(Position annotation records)
_ _ _ _ _

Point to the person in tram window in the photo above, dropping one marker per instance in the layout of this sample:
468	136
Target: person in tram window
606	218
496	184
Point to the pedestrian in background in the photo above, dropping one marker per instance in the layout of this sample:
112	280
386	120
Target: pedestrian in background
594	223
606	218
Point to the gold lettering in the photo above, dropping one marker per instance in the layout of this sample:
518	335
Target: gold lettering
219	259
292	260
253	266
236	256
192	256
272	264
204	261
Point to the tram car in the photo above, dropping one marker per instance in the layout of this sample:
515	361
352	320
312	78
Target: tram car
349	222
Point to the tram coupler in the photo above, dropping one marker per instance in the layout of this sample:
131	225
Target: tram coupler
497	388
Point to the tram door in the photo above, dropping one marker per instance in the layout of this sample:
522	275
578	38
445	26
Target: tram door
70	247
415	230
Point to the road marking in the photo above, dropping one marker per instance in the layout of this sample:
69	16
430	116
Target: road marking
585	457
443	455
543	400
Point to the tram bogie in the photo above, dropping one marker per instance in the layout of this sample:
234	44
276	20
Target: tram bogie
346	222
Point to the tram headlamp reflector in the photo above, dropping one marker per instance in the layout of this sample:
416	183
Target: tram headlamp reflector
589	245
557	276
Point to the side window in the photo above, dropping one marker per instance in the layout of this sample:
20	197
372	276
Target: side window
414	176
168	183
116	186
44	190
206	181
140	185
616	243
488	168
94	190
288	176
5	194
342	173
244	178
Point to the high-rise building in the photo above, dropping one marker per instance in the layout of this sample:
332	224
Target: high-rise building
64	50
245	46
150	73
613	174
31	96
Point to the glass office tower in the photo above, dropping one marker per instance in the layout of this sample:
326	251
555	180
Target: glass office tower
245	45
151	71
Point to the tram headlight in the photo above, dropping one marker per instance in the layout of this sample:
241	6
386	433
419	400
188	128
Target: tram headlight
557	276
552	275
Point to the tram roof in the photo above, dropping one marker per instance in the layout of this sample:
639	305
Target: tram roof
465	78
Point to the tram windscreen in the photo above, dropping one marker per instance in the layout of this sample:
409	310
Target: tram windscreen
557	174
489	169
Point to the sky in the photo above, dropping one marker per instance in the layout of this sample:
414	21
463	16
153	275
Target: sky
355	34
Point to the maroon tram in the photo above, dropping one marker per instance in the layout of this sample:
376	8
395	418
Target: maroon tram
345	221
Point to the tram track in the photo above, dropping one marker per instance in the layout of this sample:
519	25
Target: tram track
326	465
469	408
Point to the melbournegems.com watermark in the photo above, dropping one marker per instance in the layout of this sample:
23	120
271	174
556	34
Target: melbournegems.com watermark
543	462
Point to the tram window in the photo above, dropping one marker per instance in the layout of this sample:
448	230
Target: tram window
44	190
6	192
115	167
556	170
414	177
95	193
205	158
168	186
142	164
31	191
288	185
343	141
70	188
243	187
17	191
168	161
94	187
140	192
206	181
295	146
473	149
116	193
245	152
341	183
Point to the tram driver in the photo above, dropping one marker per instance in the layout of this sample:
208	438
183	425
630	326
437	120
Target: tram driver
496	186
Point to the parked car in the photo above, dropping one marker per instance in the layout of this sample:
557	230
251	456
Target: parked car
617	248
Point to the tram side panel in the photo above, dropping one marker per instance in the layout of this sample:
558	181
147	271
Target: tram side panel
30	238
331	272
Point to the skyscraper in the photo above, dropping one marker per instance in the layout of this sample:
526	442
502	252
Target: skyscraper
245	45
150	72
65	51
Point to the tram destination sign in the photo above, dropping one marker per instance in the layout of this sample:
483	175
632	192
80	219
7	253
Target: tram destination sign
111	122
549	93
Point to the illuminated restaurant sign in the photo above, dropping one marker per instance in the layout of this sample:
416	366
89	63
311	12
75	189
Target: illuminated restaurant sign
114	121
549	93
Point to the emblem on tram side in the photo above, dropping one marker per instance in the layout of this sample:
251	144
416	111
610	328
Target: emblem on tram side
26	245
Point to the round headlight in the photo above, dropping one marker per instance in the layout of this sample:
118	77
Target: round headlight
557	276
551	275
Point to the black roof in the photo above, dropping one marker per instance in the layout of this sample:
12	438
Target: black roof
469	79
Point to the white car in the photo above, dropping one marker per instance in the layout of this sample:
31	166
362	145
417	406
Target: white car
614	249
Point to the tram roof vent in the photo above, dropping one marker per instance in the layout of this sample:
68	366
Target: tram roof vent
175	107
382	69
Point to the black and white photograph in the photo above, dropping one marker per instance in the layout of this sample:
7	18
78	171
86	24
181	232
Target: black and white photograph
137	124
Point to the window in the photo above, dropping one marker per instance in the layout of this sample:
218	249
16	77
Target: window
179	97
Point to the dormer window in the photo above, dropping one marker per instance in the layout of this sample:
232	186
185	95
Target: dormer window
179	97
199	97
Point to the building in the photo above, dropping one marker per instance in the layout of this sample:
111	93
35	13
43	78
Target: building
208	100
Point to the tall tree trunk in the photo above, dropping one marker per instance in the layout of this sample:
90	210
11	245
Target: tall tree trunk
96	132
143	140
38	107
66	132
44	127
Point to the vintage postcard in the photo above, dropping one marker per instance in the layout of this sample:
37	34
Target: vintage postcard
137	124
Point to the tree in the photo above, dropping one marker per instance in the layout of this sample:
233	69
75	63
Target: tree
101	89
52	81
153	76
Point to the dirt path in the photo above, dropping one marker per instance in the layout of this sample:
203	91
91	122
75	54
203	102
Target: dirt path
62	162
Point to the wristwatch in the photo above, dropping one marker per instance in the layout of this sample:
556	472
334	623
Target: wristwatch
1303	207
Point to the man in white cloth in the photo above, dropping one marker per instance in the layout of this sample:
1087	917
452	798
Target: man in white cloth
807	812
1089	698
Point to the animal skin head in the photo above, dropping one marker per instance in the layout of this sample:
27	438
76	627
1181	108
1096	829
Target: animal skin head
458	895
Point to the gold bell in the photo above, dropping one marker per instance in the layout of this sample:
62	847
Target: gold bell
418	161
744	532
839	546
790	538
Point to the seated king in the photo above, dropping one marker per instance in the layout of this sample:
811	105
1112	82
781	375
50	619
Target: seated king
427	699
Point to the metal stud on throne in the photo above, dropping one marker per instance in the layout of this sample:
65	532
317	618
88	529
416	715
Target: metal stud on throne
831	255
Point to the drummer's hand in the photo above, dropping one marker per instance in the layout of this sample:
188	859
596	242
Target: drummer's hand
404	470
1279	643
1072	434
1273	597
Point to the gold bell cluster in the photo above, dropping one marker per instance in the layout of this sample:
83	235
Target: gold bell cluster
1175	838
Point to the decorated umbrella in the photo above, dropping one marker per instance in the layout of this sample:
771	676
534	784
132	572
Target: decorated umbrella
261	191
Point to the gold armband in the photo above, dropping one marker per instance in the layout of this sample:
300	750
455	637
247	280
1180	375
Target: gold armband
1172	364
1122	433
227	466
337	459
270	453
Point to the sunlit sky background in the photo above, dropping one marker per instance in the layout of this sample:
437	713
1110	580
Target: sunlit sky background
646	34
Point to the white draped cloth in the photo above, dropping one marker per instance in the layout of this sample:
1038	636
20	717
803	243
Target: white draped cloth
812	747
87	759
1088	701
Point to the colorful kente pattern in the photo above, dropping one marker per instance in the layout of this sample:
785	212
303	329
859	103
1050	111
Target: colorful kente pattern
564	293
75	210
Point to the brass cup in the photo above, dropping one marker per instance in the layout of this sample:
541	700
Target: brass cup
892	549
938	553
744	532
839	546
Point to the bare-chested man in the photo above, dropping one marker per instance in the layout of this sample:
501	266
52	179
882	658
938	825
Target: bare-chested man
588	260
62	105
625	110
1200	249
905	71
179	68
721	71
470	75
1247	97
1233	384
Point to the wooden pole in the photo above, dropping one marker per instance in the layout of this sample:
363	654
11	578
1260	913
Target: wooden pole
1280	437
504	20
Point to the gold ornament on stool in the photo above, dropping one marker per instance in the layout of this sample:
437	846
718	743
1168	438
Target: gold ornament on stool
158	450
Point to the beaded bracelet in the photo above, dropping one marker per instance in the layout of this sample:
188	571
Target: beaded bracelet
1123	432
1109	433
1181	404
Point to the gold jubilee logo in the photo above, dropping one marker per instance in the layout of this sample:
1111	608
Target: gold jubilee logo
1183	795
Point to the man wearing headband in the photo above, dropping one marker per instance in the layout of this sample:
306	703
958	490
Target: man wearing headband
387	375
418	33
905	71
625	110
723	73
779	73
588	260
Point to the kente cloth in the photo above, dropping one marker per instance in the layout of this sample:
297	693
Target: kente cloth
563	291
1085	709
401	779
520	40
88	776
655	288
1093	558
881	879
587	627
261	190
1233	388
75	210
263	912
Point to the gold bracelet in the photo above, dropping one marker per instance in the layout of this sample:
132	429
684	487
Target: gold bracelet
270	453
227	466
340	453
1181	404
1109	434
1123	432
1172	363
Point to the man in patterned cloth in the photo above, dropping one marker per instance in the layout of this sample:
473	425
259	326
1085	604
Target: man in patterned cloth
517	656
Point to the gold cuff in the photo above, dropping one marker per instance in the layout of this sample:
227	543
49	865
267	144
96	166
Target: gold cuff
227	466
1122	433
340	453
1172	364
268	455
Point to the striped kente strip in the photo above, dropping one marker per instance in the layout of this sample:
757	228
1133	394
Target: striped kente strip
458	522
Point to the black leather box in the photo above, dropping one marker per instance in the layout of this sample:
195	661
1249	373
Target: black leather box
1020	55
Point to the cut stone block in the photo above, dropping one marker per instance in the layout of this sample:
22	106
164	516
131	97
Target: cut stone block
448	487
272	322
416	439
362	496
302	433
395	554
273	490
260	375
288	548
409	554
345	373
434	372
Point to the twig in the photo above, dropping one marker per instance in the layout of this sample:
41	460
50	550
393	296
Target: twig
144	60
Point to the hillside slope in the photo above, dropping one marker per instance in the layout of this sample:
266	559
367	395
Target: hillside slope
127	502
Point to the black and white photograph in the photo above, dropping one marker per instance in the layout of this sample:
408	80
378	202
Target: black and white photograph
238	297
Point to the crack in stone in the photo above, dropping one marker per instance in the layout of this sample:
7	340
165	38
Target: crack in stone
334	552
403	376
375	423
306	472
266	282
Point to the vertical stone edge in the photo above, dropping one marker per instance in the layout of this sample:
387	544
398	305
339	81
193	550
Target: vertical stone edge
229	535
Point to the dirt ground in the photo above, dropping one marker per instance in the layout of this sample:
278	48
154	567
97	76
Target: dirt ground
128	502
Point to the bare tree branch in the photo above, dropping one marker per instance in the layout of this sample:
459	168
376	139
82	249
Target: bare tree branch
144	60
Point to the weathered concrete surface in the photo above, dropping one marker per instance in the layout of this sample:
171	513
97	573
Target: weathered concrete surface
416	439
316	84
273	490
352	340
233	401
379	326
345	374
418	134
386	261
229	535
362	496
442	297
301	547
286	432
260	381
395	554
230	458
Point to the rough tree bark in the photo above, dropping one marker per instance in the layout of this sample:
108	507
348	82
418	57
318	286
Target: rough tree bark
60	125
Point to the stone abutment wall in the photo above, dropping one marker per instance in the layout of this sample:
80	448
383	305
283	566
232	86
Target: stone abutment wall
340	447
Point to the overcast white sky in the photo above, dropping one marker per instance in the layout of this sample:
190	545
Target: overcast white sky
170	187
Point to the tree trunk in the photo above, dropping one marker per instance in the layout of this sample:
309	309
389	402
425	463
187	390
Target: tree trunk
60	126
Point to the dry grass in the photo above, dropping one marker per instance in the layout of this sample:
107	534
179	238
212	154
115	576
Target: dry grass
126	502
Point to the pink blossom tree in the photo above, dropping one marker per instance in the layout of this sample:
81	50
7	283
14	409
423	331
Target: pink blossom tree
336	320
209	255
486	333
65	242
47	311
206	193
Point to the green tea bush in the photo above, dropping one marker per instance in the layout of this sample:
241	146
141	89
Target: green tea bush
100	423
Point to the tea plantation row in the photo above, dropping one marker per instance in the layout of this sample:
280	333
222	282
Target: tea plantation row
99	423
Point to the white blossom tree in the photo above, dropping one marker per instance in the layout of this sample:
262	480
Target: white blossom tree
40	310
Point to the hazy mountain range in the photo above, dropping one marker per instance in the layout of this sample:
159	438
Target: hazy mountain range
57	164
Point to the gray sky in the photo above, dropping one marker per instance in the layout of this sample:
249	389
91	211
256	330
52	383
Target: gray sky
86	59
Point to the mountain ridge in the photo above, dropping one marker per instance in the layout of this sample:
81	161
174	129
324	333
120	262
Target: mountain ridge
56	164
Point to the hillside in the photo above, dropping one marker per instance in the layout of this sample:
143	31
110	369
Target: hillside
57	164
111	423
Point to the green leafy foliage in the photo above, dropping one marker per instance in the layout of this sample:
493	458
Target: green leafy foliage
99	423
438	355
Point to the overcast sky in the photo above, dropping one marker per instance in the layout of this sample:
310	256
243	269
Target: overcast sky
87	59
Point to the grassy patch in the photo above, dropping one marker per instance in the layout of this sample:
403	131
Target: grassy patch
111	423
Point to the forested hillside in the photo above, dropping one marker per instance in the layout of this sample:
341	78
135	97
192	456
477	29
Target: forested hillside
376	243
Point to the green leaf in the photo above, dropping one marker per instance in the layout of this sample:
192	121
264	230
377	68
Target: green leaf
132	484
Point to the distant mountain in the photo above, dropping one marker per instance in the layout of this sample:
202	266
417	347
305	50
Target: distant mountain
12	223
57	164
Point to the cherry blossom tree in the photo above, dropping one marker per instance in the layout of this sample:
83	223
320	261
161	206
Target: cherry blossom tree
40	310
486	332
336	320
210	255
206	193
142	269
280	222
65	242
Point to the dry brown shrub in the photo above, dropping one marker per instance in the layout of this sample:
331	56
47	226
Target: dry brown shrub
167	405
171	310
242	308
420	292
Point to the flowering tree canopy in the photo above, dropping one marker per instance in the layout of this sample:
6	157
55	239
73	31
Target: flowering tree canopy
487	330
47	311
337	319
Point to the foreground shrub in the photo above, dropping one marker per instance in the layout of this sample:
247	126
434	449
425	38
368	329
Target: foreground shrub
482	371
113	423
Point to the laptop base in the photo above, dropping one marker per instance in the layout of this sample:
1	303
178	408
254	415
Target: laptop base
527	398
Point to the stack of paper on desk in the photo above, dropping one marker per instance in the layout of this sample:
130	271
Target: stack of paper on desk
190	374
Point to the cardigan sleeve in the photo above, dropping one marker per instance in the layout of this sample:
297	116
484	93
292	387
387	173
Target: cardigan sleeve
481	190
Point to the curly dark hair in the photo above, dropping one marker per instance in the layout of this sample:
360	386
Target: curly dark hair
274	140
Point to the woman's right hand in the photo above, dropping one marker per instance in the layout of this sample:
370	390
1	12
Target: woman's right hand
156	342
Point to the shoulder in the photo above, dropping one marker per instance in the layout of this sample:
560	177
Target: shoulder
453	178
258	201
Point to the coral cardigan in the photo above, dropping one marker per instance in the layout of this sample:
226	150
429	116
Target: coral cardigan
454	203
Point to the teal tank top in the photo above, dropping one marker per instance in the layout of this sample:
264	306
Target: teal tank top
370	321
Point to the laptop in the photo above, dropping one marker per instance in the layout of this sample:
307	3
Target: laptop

_ _ _ _ _

_THE REQUEST:_ Please copy the material above from the line containing "Point to the woman's" through the final line, requests included, shifting each answer coordinate up by 20. Leave the requests and their sample values unchanged.

_ANSWER:_
Point to the woman's right hand in the photo above, dropping one marker per instance in the layout of this sample:
370	390
1	12
Target: woman's right hand
176	362
Point to the shoulder in the photo above, dropping one marker per instance in the layout of this sample:
560	177
Target: shoulder
473	198
278	221
Point to the coral cardigan in the photo above, dropping one marker per instance in the layout of this sample:
226	150
429	116
Target: coral cardigan
474	223
Point to the teal tank top in the photo above, dropping one marker per instance in the layout of this sample:
264	306
Target: teal tank top
390	341
Point to the laptop in the photo above, dropping one marker per instance in the layout of this sample:
307	3
Target: laptop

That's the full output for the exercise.